*WHAT IS BEING ASKED*. Your task is to give the entries back exactly, leaving nothing out.

Stored items:
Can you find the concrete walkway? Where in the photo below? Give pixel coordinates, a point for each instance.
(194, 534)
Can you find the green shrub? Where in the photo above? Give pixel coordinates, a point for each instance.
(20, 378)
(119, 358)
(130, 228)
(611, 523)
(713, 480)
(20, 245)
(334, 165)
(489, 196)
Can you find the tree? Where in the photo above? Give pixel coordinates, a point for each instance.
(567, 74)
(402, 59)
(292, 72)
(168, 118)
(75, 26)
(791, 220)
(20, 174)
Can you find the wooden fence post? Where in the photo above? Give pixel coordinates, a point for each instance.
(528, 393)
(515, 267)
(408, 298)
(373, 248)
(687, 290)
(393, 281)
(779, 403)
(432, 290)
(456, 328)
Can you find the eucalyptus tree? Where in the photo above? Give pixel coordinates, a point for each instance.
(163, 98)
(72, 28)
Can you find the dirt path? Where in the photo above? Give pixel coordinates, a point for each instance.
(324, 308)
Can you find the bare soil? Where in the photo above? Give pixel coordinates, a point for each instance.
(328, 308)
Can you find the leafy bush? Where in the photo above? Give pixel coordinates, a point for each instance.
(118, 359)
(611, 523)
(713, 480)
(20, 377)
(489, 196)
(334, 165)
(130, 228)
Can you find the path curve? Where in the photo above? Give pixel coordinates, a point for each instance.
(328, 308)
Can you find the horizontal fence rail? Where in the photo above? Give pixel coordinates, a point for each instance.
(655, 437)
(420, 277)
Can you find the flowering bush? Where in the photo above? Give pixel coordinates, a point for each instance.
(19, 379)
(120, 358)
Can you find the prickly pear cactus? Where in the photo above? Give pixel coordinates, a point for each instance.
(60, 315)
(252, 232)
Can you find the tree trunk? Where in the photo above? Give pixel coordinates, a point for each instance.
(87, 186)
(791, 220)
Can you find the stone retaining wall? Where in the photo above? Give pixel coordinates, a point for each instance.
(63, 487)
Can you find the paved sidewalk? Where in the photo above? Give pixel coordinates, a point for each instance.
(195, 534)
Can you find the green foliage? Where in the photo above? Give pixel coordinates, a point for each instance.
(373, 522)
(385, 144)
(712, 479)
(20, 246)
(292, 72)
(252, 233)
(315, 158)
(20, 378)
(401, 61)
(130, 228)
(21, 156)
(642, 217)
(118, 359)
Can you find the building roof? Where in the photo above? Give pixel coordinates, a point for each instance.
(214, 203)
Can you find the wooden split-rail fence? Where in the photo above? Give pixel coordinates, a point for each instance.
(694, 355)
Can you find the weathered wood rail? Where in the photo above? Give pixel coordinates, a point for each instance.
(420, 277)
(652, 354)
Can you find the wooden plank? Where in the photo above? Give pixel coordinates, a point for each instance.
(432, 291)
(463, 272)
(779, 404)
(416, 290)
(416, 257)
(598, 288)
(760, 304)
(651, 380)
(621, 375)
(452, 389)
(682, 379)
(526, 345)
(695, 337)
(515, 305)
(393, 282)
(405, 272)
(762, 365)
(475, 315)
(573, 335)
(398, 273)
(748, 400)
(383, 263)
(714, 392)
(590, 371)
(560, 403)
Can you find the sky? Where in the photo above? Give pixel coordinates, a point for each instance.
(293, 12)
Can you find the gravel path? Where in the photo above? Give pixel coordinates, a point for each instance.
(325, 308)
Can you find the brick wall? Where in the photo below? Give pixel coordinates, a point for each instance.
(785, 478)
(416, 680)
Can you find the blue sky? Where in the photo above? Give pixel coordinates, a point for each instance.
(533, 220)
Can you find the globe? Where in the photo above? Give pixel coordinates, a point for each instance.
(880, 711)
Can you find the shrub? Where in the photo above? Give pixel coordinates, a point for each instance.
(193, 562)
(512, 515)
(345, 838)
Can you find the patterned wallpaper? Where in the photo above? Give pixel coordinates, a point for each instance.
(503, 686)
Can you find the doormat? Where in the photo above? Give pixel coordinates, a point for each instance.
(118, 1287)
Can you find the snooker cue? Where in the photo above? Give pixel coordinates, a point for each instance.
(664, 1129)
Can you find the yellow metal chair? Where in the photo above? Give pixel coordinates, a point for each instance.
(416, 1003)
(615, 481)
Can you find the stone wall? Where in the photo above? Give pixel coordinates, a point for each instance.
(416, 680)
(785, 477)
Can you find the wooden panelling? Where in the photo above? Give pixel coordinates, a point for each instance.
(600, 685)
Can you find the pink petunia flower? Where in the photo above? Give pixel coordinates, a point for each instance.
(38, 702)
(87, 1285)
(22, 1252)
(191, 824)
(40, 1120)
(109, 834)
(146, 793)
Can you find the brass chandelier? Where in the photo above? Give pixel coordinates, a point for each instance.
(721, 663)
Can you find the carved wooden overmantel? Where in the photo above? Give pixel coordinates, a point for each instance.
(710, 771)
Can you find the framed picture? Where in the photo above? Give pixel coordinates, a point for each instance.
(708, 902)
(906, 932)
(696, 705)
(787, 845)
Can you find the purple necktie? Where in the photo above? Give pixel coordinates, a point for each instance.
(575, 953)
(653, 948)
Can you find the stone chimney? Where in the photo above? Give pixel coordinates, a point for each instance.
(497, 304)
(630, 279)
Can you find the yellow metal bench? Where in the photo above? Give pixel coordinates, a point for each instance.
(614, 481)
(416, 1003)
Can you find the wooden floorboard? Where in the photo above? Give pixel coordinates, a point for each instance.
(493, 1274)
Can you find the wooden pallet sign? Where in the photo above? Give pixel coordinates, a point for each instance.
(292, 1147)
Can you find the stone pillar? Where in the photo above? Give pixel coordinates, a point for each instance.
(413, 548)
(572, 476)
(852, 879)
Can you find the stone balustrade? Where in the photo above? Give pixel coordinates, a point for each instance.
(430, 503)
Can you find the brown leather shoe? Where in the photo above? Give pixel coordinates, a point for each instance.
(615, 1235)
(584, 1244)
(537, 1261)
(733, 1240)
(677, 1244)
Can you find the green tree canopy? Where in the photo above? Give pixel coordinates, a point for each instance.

*RESULT FOR THIS TASK*.
Can you find the concrete walkway? Where in the photo below? Give pixel coordinates, a point for each instance.
(194, 534)
Can you find the green shrub? Where in the photo above? Give pixel coordinates, a point for each instance.
(20, 378)
(119, 358)
(130, 228)
(611, 523)
(713, 480)
(20, 245)
(334, 165)
(489, 196)
Can you find the tree? Where in the photo above? Give pixel coordinates, a point for each instance.
(567, 74)
(402, 59)
(292, 72)
(168, 118)
(75, 26)
(791, 220)
(20, 174)
Can you find the wooden fence post? Where in the photo above? Give pixel coordinates, a point for each instance.
(528, 393)
(515, 267)
(408, 298)
(373, 248)
(687, 290)
(393, 281)
(779, 403)
(432, 290)
(456, 328)
Can you find the eucalyptus tree? Where in the photo above? Give pixel coordinates, a point for each instance.
(163, 98)
(72, 28)
Can you find the dirt path? Where in the photo above? Give pixel coordinates, a point for each instance.
(324, 308)
Can you find the bare soil? Where in the photo above? Give pixel coordinates, a point for each instance.
(328, 308)
Can you find the leafy bush? Where in the photo above? Give pixel coordinates, a point for each instance.
(118, 359)
(611, 523)
(713, 480)
(20, 377)
(489, 196)
(334, 165)
(130, 228)
Can you find the path curve? Where in the photo above? Give pixel coordinates, a point for each instance.
(328, 308)
Can you find the horizontal fence rail? Where in the photo above? Give pixel coordinates, a point for each instance.
(655, 437)
(420, 277)
Can you find the flowering bush? Where in the photo above? Give pixel coordinates, a point for each instance.
(19, 379)
(120, 358)
Can you find the prickly pear cactus? Where in the photo above? Give pixel coordinates, a point for each instance.
(60, 315)
(252, 232)
Can you find the tree trunk? Where in the photo above? Give pixel coordinates, a point for each instance.
(87, 186)
(791, 220)
Can you find the stone retaining wall? Where in the photo above? Give pixel coordinates, a point for each instance.
(63, 487)
Can you find the paved sidewalk? Where in the photo above? Give pixel coordinates, a point for each instance.
(195, 534)
Can you find the green foliage? Where in the photo above? Give pixel coordinates, a point for each instance.
(373, 522)
(385, 144)
(712, 479)
(20, 246)
(292, 72)
(252, 233)
(315, 158)
(20, 378)
(401, 61)
(130, 228)
(21, 156)
(642, 217)
(118, 359)
Can you find the building roof? Where in the photo above? Give pixel coordinates, a point for each instance.
(214, 203)
Can you find the wooden split-rail fence? Where in the photo above? Give pixel coordinates, a point for each instance.
(694, 355)
Can you find the weathered wood rail? Where in the photo above? Give pixel coordinates, a point for each instance.
(420, 277)
(652, 354)
Can you find the wooden plank? Where in the photo above? Give pixel coordinates, a point for each instance.
(432, 291)
(463, 272)
(779, 404)
(416, 290)
(416, 257)
(598, 288)
(760, 304)
(651, 380)
(621, 375)
(452, 389)
(682, 379)
(526, 345)
(695, 337)
(515, 305)
(393, 282)
(405, 272)
(762, 365)
(475, 315)
(573, 335)
(398, 273)
(748, 400)
(383, 263)
(714, 392)
(590, 371)
(560, 403)
Can you find the sky? Where in the photo above? Give pixel coordinates, a point for each instance.
(293, 12)
Can you find the gravel path? Where in the photo above? Give pixel coordinates, a point for each instance.
(325, 308)
Can you find the brick wall? Where in the photo below? Give pixel coordinates, a point for each instance.
(785, 478)
(416, 680)
Can you find the blue sky? Where in the photo above? Give pixel coordinates, a point for each instance.
(533, 220)
Can you find the globe? Where in the photo above? Give pixel coordinates, a point for each instance.
(880, 711)
Can you find the shrub? Where in the photo above? Give pixel coordinates, a point for each instance.
(193, 562)
(512, 515)
(345, 838)
Can you find the patterned wallpaper? Where in the photo above? Give pixel coordinates, a point for each instance.
(503, 686)
Can you find the doormat? Where in the photo above? Give pixel coordinates, a point for each instance.
(118, 1287)
Can you find the snooker cue? Where in the photo above? Give pixel coordinates, a point for each instance.
(664, 1129)
Can you find the yellow metal chair? Where in the photo above? Give pixel coordinates, a point for each instance.
(416, 1003)
(615, 481)
Can you find the stone wall? Where in the photo above? Give pixel coordinates, a point for each instance.
(416, 680)
(785, 477)
Can you find the wooden panelling? Where in the photo above? Give pixel coordinates, a point for each instance.
(600, 685)
Can you find the pink petunia flower? Where in the photo above? Give pixel coordinates, a point for each instance.
(38, 702)
(87, 1285)
(22, 1252)
(191, 824)
(40, 1120)
(109, 834)
(146, 793)
Can you find the brass chandelier? Where in the photo above? Give pixel coordinates, a point for each instance.
(721, 663)
Can you find the carved wooden overmantel? Where in the photo above? Give pixel coordinates, a point for each instance.
(710, 771)
Can you find the framed picture? Where in the photo above? Give pixel coordinates, a point for each instance.
(708, 902)
(906, 932)
(696, 705)
(787, 845)
Can you find the purple necktie? Where in the photo above? Give pixel coordinates, a point for each instance.
(575, 953)
(653, 948)
Can you find the stone chimney? Where in the photo above? Give pixel coordinates, a point for each instance.
(497, 304)
(630, 279)
Can you find the yellow metal bench? Where in the photo above? Give pixel coordinates, a point for each instance.
(614, 481)
(416, 1003)
Can you find the wooden floorboard? Where in the photo above? Give pixel coordinates, a point for each instance.
(493, 1274)
Can you find the wooden pallet sign? Where in the photo above? Give pixel coordinates, a point for each instance.
(292, 1147)
Can you find the stone pillar? Where in the photo above? Give pixel coordinates, a point for each instance.
(413, 548)
(572, 476)
(852, 879)
Can you find the stone balustrade? Where in the photo above? Give pixel coordinates, a point for each instance.
(430, 503)
Can you find the brown leather shoe? Where in the photo above? Give pixel coordinates, a point for each instance.
(615, 1235)
(584, 1244)
(537, 1261)
(733, 1240)
(677, 1244)
Can you find the green tree canopy? Where in the photo above? Give pixel coordinates, a point for each instance.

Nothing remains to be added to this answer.